--- Supplied passage ---

Susan Howe's Art and Poetry, 1968–1974
Bowie State University
Kaplan P. Harris

To search for infinity inside simplicity will be to find simplicity alive with messages. In my end is my beginning.

Susan Howe, "The End of Art"

Despite a few commentaries that borrow painterly metaphors, such as Bob Perelman's proposing that Susan Howe "uses // the page like a canvas" (7), no detailed account of the relationship between Howe's poetry and her artistic foundations exists, mainly because scholarship continues to focus on books she wrote long after she stopped painting. Even the first full-length study, Rachel Tzvia Back's Led by Language: The Poetry and Poetics of Susan Howe, skips over the first three books of poetry and gives no mention of the art criticism that Howe published during this time.1 The more closely we examine her poems, however, the more we realize the necessity of looking at these early years, especially if we are to believe her statement that her "sensibility was very much formed in the sixties" ("Interview" 19). Indeed, on the one occasion when her artwork has received substantial attention, Brian Reed is able to draw a compelling link between her installation works and her recurring use of "word squares" in later [End Page 440] poetry.2 What we still need, however, is a broad sketch of her artistic foundations, especially her painting, and more specifically, an account of why her turn away from painting ends up leading to the historical poetry with which her readers are more familiar.

--- Data listing ---

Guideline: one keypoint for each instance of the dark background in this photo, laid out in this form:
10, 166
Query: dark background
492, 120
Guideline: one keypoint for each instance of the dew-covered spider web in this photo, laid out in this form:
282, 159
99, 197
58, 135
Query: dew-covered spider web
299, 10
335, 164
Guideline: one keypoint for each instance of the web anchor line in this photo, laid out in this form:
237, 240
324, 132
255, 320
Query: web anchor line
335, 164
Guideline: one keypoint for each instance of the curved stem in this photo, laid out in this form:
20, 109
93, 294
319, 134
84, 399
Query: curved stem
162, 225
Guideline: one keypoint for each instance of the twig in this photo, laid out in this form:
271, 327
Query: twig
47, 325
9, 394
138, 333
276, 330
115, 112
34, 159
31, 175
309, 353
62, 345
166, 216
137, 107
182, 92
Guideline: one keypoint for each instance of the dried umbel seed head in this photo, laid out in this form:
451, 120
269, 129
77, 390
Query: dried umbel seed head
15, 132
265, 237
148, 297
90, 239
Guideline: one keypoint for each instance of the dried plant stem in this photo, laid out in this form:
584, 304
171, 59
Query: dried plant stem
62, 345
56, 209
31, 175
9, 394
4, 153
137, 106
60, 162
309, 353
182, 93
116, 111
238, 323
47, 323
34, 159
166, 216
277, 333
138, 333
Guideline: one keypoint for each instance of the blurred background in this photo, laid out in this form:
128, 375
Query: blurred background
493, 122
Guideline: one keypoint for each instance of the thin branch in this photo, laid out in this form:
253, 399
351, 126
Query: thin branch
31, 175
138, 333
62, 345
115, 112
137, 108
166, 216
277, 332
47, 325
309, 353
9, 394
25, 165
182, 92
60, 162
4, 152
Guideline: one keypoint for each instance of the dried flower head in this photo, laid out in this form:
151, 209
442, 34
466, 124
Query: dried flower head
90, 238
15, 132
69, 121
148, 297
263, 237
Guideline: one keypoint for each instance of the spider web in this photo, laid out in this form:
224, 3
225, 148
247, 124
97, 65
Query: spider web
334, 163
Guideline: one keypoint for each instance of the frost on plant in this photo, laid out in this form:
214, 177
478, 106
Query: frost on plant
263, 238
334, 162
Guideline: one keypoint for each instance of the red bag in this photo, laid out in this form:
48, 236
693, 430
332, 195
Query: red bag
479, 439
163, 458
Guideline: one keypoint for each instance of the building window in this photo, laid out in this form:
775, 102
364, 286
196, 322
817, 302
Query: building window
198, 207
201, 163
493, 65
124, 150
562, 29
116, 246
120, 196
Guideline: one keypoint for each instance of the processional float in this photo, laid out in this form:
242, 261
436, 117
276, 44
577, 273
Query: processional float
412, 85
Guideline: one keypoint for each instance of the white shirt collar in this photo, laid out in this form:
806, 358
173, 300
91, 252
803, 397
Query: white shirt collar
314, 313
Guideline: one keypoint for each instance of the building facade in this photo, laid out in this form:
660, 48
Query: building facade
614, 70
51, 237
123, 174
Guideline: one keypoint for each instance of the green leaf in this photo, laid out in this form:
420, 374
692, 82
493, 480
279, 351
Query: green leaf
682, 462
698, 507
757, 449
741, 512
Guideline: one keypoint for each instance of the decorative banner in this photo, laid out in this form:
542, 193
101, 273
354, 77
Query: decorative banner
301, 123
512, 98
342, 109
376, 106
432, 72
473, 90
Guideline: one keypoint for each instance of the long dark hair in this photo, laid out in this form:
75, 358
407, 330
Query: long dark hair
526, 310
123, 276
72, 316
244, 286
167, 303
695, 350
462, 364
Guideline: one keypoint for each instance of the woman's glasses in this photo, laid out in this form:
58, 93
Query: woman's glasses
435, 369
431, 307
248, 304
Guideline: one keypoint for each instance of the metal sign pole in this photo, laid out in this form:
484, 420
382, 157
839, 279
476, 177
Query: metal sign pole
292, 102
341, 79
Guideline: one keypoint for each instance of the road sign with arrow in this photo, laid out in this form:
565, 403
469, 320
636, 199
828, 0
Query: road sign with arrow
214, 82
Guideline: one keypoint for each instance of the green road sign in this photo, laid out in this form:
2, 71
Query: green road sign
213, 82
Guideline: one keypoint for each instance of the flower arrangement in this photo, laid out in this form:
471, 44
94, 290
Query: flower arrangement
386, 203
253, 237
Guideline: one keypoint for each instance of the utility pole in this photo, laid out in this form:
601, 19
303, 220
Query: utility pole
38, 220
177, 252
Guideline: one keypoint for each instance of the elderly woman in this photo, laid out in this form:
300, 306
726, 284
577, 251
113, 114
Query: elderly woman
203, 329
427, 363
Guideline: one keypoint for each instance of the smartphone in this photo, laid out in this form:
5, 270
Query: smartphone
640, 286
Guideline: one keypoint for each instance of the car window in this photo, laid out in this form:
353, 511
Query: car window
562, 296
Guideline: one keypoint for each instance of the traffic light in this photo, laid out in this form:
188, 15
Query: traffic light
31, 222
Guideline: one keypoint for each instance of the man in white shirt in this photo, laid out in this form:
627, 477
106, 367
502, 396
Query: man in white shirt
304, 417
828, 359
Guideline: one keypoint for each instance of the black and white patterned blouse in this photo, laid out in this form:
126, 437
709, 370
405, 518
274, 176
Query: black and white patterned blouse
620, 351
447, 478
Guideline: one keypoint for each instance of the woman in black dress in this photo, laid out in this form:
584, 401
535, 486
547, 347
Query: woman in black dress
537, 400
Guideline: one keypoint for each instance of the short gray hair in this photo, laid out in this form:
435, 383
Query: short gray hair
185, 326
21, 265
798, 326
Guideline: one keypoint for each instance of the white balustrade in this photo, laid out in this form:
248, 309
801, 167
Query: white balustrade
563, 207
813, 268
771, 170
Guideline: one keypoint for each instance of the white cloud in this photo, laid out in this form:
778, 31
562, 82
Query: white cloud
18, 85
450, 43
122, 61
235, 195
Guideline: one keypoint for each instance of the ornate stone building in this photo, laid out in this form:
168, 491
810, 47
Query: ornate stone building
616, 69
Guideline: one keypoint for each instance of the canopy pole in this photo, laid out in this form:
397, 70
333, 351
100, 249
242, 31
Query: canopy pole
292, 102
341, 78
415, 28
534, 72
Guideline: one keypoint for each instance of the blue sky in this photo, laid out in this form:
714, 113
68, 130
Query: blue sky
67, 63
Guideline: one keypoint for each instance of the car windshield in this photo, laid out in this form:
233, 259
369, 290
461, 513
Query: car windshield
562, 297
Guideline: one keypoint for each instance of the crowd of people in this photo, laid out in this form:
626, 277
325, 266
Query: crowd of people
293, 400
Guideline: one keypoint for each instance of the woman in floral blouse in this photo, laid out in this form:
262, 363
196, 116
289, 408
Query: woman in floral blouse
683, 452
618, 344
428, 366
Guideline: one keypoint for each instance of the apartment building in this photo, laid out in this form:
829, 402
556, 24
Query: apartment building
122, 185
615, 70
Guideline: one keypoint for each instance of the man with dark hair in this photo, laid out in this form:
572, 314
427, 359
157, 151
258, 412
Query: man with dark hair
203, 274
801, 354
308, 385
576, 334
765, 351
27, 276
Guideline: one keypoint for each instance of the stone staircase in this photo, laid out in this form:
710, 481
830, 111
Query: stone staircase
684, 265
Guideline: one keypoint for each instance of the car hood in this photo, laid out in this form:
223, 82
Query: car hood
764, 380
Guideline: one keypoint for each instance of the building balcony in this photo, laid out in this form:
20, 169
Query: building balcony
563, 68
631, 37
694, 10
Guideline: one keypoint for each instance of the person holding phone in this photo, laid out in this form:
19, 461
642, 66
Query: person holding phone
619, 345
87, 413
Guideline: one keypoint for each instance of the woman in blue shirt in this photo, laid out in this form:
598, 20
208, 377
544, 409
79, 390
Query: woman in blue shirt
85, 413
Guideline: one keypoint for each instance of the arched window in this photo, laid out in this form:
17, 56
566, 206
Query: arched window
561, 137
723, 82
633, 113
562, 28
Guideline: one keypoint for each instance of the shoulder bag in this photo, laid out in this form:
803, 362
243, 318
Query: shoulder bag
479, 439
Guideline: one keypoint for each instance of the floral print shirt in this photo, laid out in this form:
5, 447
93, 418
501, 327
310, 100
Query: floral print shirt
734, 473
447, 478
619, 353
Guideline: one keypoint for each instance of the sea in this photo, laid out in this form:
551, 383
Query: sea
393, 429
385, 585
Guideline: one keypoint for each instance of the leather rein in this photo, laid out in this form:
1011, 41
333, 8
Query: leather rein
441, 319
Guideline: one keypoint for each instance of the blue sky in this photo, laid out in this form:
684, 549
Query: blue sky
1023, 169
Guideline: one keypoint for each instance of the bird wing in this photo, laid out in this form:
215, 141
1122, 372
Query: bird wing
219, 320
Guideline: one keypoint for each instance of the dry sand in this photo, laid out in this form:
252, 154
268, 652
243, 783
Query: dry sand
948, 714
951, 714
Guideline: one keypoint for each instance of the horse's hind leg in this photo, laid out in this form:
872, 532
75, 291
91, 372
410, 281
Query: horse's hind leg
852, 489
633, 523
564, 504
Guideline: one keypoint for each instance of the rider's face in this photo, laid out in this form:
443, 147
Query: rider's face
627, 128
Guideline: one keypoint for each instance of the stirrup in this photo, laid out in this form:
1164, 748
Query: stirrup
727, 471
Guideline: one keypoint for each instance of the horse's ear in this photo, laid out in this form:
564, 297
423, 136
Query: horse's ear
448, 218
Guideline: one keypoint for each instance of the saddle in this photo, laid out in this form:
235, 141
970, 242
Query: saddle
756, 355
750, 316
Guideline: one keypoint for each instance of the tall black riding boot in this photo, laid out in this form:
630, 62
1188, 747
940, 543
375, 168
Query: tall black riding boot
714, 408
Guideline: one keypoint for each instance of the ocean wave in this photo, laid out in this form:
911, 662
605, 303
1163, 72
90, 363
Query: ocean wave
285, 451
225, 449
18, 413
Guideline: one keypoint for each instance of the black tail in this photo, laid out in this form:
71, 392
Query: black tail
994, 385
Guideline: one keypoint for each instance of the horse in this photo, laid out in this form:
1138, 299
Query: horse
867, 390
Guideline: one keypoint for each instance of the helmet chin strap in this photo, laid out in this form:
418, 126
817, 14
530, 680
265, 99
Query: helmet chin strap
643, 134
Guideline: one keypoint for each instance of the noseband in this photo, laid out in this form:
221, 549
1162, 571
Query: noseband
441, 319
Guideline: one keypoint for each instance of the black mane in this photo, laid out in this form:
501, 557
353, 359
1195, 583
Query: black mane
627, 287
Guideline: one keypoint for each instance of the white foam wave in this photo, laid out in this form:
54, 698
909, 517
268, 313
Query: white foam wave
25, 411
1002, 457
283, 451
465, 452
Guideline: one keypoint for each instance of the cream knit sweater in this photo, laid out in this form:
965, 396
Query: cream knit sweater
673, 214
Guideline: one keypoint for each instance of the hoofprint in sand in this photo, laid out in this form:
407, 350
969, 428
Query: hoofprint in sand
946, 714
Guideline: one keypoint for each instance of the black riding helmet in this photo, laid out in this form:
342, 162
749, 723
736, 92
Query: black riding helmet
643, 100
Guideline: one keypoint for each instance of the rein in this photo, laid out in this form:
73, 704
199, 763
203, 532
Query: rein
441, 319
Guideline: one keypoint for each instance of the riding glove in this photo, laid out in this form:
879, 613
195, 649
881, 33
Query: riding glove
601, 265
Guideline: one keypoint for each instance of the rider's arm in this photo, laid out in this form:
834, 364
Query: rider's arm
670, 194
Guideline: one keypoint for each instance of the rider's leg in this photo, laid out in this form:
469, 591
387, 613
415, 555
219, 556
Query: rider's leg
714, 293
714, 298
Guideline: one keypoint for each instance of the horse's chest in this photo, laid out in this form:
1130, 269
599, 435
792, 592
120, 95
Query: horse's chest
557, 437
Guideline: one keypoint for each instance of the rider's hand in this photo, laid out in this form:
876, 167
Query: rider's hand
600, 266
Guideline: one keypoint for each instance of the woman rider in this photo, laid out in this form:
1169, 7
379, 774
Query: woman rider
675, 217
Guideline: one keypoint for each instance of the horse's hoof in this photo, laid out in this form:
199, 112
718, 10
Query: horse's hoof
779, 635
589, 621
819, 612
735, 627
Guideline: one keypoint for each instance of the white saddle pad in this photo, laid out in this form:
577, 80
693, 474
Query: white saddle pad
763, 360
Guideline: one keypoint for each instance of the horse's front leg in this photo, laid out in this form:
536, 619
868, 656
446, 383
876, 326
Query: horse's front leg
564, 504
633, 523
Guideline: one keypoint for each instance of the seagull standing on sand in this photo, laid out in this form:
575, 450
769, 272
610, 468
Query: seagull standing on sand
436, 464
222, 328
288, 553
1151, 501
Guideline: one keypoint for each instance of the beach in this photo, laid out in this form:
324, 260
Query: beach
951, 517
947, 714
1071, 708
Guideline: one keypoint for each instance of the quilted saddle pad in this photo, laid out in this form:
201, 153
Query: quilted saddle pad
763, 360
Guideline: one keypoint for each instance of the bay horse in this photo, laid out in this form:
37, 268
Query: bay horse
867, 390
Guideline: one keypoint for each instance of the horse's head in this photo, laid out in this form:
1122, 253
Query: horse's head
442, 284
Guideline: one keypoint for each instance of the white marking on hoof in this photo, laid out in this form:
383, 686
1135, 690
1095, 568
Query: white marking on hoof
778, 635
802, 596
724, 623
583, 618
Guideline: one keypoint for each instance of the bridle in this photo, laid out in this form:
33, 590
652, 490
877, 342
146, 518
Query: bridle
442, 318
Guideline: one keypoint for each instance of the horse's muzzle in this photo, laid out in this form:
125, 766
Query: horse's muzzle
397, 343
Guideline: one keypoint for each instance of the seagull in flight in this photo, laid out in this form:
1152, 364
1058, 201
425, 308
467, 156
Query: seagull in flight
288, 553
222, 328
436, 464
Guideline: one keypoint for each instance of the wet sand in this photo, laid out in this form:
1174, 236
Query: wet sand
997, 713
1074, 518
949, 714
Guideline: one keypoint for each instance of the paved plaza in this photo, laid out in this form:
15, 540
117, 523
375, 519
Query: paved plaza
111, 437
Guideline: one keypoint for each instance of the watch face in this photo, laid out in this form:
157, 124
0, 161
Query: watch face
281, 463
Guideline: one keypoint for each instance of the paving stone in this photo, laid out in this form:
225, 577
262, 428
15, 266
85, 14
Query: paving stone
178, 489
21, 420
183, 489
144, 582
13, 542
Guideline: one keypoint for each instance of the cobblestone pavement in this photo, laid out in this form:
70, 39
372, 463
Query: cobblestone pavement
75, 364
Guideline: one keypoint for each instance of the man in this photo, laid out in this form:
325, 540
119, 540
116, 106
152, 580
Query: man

---

Problems:
a – According to the passage on Susan Howe's art and poetry, what was the first full-length study of her work?
b – Show each line in the entries above that contains the word "bridle".

Outputs for the tasks:
a – Rachel Tzvia Back's Led by Language: The Poetry and Poetics of Susan Howe.

b –
Guideline: one keypoint for each instance of the bridle in this photo, laid out in this form:
Query: bridle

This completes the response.